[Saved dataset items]
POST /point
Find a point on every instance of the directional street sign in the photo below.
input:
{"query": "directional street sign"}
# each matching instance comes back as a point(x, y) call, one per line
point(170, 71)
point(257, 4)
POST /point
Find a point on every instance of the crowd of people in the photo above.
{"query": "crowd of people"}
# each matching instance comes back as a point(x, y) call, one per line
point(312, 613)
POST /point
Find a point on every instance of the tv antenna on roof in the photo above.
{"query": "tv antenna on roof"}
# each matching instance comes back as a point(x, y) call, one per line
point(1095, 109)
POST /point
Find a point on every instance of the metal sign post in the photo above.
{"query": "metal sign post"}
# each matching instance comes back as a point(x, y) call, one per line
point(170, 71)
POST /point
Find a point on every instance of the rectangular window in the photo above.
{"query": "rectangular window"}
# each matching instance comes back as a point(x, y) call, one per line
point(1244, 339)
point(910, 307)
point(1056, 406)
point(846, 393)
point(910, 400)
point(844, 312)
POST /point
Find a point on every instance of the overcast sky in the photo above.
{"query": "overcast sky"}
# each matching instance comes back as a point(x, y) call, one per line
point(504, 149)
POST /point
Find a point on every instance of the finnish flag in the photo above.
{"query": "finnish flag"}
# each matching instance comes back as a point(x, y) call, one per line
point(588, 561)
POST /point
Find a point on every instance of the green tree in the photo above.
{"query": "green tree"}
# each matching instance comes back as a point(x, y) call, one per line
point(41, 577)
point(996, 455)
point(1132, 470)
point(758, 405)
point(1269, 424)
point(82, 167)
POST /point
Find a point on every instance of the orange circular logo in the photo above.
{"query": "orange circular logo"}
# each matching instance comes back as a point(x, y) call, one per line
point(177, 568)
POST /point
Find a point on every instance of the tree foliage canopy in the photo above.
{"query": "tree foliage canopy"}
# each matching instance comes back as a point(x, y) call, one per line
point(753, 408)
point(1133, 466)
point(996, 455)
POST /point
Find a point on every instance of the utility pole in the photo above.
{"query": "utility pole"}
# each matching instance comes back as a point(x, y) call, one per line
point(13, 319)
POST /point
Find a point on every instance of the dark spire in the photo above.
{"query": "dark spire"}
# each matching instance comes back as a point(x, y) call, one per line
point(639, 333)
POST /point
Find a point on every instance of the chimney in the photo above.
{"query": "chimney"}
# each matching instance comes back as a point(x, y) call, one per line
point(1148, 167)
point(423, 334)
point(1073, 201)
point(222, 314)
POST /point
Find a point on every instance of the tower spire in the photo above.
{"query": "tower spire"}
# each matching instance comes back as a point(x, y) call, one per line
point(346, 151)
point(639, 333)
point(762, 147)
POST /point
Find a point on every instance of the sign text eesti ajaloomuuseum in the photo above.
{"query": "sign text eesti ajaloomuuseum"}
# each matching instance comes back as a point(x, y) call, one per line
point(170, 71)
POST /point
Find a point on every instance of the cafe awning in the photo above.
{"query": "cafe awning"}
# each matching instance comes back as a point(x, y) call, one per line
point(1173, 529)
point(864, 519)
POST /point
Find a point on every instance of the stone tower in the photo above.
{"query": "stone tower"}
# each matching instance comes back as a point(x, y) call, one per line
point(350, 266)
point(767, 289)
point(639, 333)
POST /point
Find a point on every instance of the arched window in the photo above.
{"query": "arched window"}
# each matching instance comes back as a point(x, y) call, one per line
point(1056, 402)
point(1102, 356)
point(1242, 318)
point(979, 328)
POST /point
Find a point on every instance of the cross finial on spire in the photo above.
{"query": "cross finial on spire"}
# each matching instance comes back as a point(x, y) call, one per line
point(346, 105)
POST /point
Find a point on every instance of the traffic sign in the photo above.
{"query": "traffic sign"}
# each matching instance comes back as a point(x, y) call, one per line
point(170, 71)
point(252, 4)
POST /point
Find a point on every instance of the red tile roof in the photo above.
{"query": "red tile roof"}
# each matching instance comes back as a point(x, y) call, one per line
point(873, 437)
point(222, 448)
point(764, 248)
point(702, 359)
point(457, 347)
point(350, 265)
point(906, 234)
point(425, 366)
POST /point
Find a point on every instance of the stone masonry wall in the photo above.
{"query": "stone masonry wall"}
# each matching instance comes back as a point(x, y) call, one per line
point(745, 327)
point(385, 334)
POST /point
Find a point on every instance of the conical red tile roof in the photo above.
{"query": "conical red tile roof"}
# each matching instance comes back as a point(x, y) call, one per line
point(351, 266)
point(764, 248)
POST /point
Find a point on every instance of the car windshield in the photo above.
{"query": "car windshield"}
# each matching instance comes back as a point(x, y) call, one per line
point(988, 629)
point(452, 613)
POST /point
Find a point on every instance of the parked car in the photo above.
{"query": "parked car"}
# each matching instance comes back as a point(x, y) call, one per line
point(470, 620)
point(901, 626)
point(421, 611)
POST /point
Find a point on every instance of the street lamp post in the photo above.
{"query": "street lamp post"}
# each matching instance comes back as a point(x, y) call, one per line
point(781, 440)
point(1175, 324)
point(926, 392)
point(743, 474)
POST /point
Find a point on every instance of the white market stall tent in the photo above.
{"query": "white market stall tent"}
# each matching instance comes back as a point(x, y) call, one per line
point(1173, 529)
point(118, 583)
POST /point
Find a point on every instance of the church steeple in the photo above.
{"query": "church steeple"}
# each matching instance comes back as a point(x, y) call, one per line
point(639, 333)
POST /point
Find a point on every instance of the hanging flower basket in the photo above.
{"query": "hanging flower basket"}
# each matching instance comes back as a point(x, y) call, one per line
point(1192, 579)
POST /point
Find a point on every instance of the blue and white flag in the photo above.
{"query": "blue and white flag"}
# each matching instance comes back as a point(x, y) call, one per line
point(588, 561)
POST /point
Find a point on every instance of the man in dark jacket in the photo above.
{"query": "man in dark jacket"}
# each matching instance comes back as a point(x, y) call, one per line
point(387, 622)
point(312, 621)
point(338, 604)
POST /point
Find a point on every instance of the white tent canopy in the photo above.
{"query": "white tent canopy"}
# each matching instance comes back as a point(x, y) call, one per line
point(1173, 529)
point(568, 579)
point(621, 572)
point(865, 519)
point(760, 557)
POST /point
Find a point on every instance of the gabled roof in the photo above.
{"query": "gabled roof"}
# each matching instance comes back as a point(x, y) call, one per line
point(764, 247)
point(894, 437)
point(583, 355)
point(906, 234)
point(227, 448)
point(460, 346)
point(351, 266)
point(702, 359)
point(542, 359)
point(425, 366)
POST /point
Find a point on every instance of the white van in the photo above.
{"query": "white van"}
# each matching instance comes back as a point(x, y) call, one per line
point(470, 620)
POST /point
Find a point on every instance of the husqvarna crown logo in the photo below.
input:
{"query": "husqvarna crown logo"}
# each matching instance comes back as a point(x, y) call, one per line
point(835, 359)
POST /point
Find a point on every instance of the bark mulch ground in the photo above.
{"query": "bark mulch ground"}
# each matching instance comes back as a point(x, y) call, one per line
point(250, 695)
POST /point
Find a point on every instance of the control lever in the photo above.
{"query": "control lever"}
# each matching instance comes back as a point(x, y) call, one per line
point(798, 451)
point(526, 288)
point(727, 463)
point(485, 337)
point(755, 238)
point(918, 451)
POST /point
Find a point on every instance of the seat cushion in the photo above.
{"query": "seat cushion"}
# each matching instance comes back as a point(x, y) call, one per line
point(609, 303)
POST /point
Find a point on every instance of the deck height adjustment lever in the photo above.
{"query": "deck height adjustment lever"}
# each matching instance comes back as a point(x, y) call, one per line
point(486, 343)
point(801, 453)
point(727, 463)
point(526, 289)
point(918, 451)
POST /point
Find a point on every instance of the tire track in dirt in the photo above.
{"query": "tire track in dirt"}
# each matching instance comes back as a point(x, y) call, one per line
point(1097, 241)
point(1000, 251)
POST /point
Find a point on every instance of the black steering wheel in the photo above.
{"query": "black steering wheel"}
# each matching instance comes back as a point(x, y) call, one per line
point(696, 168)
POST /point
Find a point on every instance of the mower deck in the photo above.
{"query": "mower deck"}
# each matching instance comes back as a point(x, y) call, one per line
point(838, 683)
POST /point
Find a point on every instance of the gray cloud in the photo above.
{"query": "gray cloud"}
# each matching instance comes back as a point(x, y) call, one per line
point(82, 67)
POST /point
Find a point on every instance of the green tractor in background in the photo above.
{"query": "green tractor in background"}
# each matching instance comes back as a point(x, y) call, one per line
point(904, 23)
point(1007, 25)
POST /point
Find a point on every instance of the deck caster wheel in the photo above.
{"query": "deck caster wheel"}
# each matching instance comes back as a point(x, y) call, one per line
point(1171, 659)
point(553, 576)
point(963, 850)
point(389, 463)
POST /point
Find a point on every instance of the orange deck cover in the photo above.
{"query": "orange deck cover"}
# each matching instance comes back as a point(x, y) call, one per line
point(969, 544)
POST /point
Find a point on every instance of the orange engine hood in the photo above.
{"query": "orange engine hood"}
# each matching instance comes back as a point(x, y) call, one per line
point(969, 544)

● **What the task asks**:
Count how many lines in the listing above contain the string "crown", treating uppercase and lowercase letters as distinct. Reply with the number alone.

● **Response below**:
2